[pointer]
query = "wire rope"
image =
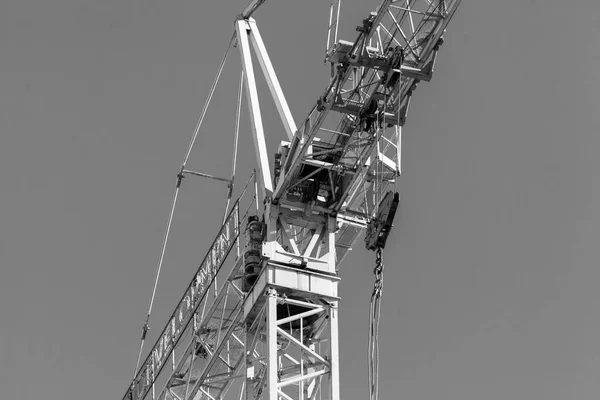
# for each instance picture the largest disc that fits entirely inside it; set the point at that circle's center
(180, 177)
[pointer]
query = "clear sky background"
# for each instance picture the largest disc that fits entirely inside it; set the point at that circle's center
(491, 289)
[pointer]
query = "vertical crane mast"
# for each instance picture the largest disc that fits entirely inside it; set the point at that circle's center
(271, 332)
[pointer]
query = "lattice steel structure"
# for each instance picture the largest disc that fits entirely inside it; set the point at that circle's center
(271, 329)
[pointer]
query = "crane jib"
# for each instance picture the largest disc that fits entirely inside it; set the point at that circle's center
(189, 303)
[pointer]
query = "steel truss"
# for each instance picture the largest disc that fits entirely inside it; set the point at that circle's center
(276, 336)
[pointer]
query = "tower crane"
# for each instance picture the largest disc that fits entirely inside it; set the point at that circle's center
(259, 319)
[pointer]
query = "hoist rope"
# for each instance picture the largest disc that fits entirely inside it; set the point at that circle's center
(180, 177)
(235, 143)
(375, 313)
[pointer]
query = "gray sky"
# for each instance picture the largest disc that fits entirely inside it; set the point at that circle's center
(492, 269)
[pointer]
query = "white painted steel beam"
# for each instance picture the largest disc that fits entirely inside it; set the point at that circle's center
(260, 146)
(272, 81)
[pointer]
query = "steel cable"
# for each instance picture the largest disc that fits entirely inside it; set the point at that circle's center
(180, 177)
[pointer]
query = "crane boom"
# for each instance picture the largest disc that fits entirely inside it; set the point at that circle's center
(272, 329)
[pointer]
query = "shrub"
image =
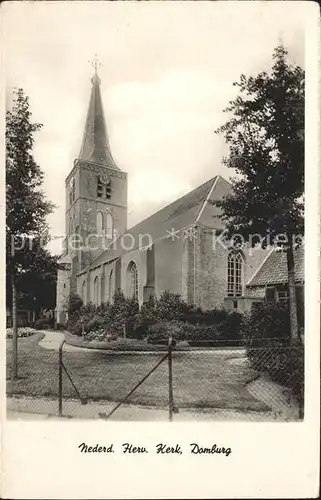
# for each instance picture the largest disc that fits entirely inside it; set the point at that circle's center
(43, 323)
(160, 332)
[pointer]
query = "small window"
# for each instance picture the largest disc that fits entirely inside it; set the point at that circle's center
(234, 274)
(108, 189)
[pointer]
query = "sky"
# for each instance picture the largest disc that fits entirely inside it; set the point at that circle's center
(167, 74)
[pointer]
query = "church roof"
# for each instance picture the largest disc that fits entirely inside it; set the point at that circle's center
(273, 271)
(196, 206)
(95, 144)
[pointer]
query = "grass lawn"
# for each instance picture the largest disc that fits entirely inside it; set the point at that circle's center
(215, 379)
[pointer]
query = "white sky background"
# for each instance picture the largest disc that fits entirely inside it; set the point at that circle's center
(167, 74)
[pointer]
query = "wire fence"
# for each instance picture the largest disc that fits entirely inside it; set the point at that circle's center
(261, 381)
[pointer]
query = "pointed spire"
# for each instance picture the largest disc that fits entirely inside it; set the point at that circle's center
(95, 144)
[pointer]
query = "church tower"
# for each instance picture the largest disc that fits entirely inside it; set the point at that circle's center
(96, 190)
(96, 200)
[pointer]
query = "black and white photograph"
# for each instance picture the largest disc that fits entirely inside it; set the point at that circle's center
(155, 193)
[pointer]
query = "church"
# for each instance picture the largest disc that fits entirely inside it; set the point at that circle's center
(178, 248)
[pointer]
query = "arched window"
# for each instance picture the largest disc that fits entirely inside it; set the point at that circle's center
(100, 223)
(110, 285)
(96, 291)
(109, 225)
(234, 274)
(84, 292)
(132, 280)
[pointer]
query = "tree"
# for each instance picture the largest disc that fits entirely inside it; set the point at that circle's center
(26, 205)
(36, 284)
(265, 135)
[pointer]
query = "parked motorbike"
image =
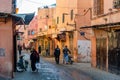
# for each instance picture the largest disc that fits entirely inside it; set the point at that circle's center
(22, 64)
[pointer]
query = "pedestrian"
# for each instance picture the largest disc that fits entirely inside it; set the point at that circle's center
(47, 52)
(57, 54)
(39, 49)
(19, 49)
(34, 57)
(66, 51)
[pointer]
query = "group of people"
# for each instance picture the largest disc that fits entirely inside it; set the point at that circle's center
(35, 58)
(66, 53)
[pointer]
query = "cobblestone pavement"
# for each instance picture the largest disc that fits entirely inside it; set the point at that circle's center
(86, 69)
(49, 71)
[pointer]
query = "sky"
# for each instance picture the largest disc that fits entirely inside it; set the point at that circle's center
(29, 6)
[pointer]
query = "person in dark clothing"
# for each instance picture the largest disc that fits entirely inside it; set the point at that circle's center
(57, 54)
(34, 57)
(66, 51)
(19, 49)
(39, 49)
(47, 52)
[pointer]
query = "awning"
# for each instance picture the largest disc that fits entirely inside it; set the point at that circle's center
(103, 25)
(23, 19)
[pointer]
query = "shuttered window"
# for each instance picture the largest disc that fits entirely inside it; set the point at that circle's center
(98, 7)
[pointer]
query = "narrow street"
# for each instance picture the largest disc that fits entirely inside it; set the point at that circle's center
(51, 71)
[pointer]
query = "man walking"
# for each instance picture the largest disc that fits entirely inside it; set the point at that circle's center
(39, 49)
(66, 51)
(57, 54)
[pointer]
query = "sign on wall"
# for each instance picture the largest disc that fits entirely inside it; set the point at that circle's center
(84, 50)
(2, 52)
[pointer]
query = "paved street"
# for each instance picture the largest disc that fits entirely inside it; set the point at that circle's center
(51, 71)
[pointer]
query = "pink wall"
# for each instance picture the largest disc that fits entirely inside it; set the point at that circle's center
(6, 6)
(6, 42)
(33, 26)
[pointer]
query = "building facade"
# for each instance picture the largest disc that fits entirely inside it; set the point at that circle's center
(70, 16)
(105, 34)
(46, 29)
(7, 38)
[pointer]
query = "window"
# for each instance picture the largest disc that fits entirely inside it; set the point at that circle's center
(32, 32)
(28, 32)
(57, 20)
(98, 7)
(116, 4)
(71, 14)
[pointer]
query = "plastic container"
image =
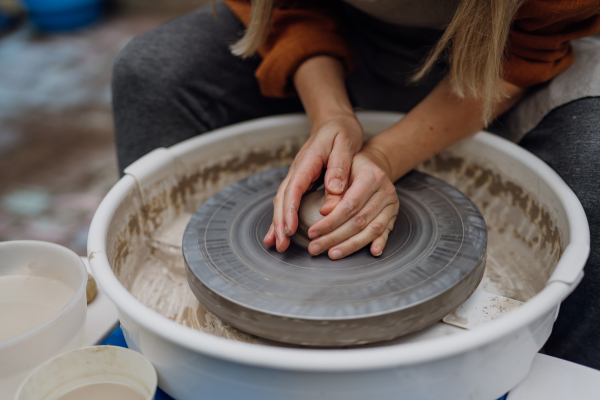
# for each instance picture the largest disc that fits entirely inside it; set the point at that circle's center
(538, 244)
(89, 366)
(63, 15)
(64, 331)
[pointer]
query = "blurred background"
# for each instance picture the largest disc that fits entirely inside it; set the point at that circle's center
(57, 153)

════════

Return the listing above in full and without alteration, excluding its pictures.

* **OUTPUT**:
[pointer]
query = "wire rope"
image =
# for each instance picture the largest disc that fits entirely inside it; set the point at that circle's center
(180, 177)
[pointer]
query = "clear sky background"
# for each instance picture the largest disc that fits entirely inside it; set the point at that circle's center
(491, 289)
[pointer]
query = "vertical crane mast"
# for each instance picture the largest disc that fits entirely inside it; set the point at that circle's center
(271, 332)
[pointer]
query = "lattice steel structure"
# for each instance picture the largest disc that fits entirely inside it; set the point at that circle's center
(271, 329)
[pointer]
query = "crane jib"
# for each instance picture the largest disc that fits entirely inside it; set the point at that circle's center
(189, 303)
[pointer]
query = "steel truss"
# for each instance picture the largest disc that fits entirely inside it; set the point at that circle's center
(276, 336)
[pointer]
query = "tower crane"
# for each instance picture the largest disc that fits entirely inside it; set the point at that circle's center
(259, 319)
[pointer]
query = "hoist rope"
# for each instance picture the largest disc that fits entirely inside it; set the point at that circle's center
(180, 177)
(235, 143)
(375, 313)
[pointer]
query = "gray sky"
# for each instance picture the largest disc that fits entirely inside it; set the point at that circle's center
(492, 269)
[pointer]
query = "white painted steel beam"
# for each instance picture the largest disc that fits entirely inside it; set the point at that circle's center
(260, 146)
(272, 81)
[pointer]
query = "steel cable"
# for each instance picture the largest disc that fits entirely inside it; set the point at that circle's center
(180, 177)
[pointer]
query = "crane boom"
# for each instance picture the largest disc that fits entirely inside it; set the point at that circle's center
(272, 329)
[pointer]
query = "shrub"
image =
# for each instance picture the largest disc that fits entirely inside it; set the point at that circle's center
(43, 323)
(160, 332)
[pointer]
query = "small window"
# for each instance picture the largest disc that fits entirely inside it; set the point at that circle's center
(234, 274)
(108, 189)
[pointer]
query = "sky"
# for each instance picture the largest disc that fits entirely inside it; set the point at that circle's center
(167, 74)
[pointer]
query = "church roof"
# for each instance picture the largest disc that fits entirely inside it; set the point at that circle's center
(273, 271)
(196, 206)
(95, 144)
[pointer]
query = "grass lawn"
# for each instance picture the largest disc that fits entirely inside it; set the point at that circle's center
(215, 379)
[pointer]
query = "white sky background"
# for each instance picture the largest disc that fits entirely inside it; set the point at that circle's center
(167, 74)
[pointer]
query = "wire fence"
# for each instance picture the largest disc that fits entirely inside it; set the point at that circle's center
(261, 381)
[pointer]
query = "pointed spire"
# for each instance picture the largest disc that fits entirely inside it; set the point at that circle's center
(95, 144)
[pointer]
query = "church tower"
# for each instance picture the largest disc that fits entirely inside it; set the point at that circle's center
(96, 190)
(96, 200)
[pointer]
query = "black and white photograph"
# for each instance picture the largest disc that fits entirely inside it; set the point at that circle's center
(155, 193)
[pointer]
query = "church"
# for each instance picture the largest disc that fits entirely inside it; set the point at that circle's center
(178, 248)
[pointer]
query = "arched window"
# for each instance picture the largest disc that fits entirely inside it; set the point at that circle's center
(100, 223)
(110, 285)
(96, 291)
(109, 225)
(234, 274)
(84, 292)
(132, 280)
[pointer]
query = "tree"
# for each instance picture the largest disc that fits entirely inside it; set the point at that circle's center
(26, 205)
(36, 284)
(265, 135)
[pointer]
query = "parked motorbike"
image =
# for each instance picture the largest disc that fits entirely inside it; set the point at that circle's center
(22, 64)
[pointer]
query = "pedestrian"
# for each instance picture the largest disc that fits entirely inside it; set the point at that circle's center
(47, 52)
(57, 54)
(39, 49)
(19, 49)
(34, 57)
(66, 51)
[pointer]
query = "group of people"
# for each instance picture the largest disc that fits entirely inside it; set the point at that circle's center
(35, 58)
(66, 53)
[pointer]
query = "cobblestone pavement"
# for each instance picture the largest disc that fits entirely inside it; set the point at that circle's center
(86, 69)
(49, 71)
[pointer]
query = "sky"
# for each instance picture the largest disc that fits entirely inside it; set the point at that circle's center
(29, 6)
[pointer]
query = "person in dark clothing"
# for each instance picture the largest disc that fits entirely inside it; set the point at that circle's center
(57, 54)
(34, 57)
(66, 51)
(19, 49)
(39, 49)
(47, 52)
[pointer]
query = "awning"
# for each instance picture the largest disc that fits entirely inside it; set the point at that circle's center
(103, 25)
(23, 19)
[pointer]
query = "shuttered window"
# for each instance picture the largest disc that fits entirely inside it; set the point at that circle's center
(98, 7)
[pointer]
query = "narrow street"
# for each instance picture the largest disc that fits entirely inside it; set the point at that circle's center
(51, 71)
[pointer]
query = "man walking"
# for each instance picture the largest disc that fits entirely inside it; set the point at that circle's center
(39, 49)
(66, 51)
(57, 54)
[pointer]
query = "sign on wall"
# for each instance picture the largest disc that fits entirely inside it; set the point at that circle's center
(84, 50)
(2, 52)
[pointer]
query = "paved street"
# for each instance picture the largest disc that fits entirely inside it; set the point at that circle's center
(51, 71)
[pointer]
query = "pink wall"
# for each instance picture the largest disc that fits entirely inside it; set the point at that circle's center
(6, 6)
(6, 42)
(33, 26)
[pointer]
query = "building facade"
# for each instance picture the largest disc that fits entirely inside it; set the point at that circle's center
(70, 16)
(105, 34)
(46, 29)
(7, 38)
[pointer]
query = "window"
# for each instance picture the largest disc that fits entirely inside it; set the point at that circle's center
(32, 32)
(28, 32)
(57, 20)
(98, 7)
(116, 4)
(71, 14)
[pointer]
query = "plastic container"
image =
# for each instance picture the largest disc that fits entirely inside it; set the point at that circle's center
(538, 244)
(89, 366)
(63, 15)
(64, 331)
[pointer]
query = "blurred background"
# for each instance picture the largest disc that fits entirely inside it; set the point at that circle's center
(57, 153)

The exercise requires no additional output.